== Directions ==
[1] According to the back-to-school text, what share of parents in the 2021 Back-to-School Survey were concerned that their child wouldn't meet grade-level expectations this year?
[2] Using the back-to-school text, mark each statement yes or no and quote the words that decide it: (a) Experts say it is worth keeping things in perspective. (b) Every child received little live instruction last year. (c) The ways to support students require supervising their classwork.
[3] Print the part of the back-to-school text that begins at the words "After an incredibly" and stops after "ready for academics?".

== Study text ==
◇ ◇ ◇
After an incredibly frustrating year, you may be wondering about the long-term impact on your kid’s learning. But experts say it’s worth keeping things in perspective and that there are ways to support students this go-round (without having to supervise their classwork).
As schools throw open their doors and kids return to answering word problems and math equations, the question on most parents’ minds appears to be: Are they ready for academics?
It is understandable to be worried that your child didn’t learn as much as they should have last year. In our 2021 Back-to-School Survey, 36 percent of parents expressed concern that their child wouldn’t meet grade-level expectations this year. And disparities across the country were stark: Some kids were in the classroom all year, while others received little live instruction and lacked access to technology. Still, others lost loved ones, suffered from housing or food insecurity, and wrestled with anxiety or depression.
◇ ◇ ◇
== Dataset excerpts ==
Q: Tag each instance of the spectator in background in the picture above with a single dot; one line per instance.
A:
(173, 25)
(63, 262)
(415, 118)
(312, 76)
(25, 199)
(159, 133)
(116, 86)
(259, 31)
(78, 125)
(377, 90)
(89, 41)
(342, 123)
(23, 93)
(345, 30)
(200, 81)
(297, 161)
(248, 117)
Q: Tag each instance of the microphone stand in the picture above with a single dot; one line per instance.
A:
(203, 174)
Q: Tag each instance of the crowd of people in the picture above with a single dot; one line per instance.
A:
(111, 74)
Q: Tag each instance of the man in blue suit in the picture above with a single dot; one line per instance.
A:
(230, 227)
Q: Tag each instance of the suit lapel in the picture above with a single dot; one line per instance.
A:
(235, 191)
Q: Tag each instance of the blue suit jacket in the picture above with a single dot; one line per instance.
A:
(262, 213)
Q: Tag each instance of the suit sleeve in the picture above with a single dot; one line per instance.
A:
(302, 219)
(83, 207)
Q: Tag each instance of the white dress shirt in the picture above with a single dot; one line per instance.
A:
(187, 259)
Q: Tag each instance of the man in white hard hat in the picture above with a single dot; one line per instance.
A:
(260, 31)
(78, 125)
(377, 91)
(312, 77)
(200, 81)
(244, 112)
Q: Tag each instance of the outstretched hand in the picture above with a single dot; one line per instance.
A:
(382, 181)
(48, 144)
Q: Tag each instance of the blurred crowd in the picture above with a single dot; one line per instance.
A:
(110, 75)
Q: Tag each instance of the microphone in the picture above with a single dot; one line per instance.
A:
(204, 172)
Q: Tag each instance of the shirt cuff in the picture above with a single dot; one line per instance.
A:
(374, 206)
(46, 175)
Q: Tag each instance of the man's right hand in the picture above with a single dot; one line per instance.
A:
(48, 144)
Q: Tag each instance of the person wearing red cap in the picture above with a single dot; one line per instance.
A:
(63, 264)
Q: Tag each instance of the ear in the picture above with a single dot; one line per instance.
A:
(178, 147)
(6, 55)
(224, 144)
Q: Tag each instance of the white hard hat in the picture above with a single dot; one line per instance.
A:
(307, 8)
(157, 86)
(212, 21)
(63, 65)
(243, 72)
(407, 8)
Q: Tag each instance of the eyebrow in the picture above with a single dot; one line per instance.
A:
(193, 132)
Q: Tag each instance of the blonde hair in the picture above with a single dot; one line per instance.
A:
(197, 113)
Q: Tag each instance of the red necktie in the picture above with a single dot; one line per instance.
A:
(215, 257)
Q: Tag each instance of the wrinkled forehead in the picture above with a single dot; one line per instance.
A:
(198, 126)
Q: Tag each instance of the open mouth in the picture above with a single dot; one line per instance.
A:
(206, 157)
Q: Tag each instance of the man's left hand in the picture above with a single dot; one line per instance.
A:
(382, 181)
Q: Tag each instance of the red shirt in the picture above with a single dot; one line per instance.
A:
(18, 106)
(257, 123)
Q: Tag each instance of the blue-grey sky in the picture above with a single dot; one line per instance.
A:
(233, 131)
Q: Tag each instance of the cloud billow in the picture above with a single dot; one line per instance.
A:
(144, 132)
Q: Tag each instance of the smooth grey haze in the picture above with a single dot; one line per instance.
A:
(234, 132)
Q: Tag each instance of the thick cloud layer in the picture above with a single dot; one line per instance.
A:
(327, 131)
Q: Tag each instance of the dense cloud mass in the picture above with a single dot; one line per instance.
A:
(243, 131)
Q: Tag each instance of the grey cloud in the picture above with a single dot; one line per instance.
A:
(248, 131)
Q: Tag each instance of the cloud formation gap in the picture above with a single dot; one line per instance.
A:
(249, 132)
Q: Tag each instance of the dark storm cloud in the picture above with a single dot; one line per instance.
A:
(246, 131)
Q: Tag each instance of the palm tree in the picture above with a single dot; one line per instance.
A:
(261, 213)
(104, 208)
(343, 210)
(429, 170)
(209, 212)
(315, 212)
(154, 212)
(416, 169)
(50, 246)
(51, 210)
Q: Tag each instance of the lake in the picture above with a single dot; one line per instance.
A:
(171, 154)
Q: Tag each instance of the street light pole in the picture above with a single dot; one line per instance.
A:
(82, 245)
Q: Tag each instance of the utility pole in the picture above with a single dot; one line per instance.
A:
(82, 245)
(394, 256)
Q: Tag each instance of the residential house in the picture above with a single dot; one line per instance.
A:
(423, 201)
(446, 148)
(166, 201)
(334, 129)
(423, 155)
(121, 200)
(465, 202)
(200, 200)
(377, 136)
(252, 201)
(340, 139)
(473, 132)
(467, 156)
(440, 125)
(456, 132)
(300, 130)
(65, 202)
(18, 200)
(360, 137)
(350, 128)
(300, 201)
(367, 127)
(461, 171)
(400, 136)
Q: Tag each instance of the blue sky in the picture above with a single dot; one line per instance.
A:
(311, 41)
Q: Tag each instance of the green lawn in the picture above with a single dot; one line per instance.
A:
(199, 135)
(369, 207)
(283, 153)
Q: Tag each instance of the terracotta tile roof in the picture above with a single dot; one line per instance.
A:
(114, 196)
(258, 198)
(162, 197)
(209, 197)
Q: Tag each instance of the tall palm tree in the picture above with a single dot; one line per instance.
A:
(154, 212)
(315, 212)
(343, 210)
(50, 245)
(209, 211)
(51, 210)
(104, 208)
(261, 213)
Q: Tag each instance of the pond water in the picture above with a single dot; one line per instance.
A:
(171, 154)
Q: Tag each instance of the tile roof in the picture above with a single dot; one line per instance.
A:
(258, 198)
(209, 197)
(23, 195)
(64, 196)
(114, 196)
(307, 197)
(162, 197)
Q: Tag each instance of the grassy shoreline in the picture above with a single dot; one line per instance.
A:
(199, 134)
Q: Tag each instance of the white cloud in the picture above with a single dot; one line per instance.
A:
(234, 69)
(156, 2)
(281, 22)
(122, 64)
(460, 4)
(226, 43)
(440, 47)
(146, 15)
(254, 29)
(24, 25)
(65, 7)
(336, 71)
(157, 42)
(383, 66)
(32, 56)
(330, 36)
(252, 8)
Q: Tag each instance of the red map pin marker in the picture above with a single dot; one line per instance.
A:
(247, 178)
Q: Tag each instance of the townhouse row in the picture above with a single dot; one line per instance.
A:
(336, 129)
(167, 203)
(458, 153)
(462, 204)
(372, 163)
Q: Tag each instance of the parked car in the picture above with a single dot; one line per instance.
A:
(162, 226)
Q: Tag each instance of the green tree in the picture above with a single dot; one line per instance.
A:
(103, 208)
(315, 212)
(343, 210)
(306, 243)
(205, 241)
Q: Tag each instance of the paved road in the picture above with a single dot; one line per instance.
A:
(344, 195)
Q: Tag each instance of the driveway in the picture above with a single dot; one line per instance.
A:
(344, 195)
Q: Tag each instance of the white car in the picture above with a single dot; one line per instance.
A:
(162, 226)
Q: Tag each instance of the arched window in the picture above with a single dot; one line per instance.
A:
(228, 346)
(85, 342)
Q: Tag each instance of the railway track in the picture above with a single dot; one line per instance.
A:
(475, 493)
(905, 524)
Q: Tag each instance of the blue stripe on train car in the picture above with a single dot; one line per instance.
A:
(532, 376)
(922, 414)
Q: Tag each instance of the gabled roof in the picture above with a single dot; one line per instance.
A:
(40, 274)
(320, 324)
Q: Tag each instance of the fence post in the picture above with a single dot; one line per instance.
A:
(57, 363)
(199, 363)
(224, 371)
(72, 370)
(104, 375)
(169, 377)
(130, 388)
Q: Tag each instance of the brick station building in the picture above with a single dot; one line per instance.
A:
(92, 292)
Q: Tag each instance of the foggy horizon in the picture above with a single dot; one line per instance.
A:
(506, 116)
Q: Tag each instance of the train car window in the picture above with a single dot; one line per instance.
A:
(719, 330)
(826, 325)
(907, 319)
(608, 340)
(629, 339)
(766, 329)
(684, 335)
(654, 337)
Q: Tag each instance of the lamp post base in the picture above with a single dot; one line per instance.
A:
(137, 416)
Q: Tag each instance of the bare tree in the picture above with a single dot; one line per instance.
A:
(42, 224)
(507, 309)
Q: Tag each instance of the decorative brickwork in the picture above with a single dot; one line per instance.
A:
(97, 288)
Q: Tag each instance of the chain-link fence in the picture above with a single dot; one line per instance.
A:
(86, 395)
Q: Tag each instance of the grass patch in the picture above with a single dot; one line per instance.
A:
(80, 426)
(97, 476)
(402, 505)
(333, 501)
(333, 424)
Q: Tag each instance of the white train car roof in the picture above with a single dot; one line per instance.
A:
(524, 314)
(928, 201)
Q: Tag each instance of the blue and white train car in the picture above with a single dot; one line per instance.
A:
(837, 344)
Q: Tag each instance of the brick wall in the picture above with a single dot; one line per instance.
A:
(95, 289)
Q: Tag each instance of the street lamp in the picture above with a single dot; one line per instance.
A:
◇ ◇ ◇
== Solutions for each task ==
[1] 36 percent

[2]
(a) Yes: "experts say it’s worth keeping things in perspective"
(b) No: "Some kids were in the classroom all year, while others received little live instruction"
(c) No: "without having to supervise their classwork"

[3]
After an incredibly frustrating year, you may be wondering about the long-term impact on your kid’s learning. But experts say it’s worth keeping things in perspective and that there are ways to support students this go-round (without having to supervise their classwork).
As schools throw open their doors and kids return to answering word problems and math equations, the question on most parents’ minds appears to be: Are they ready for academics?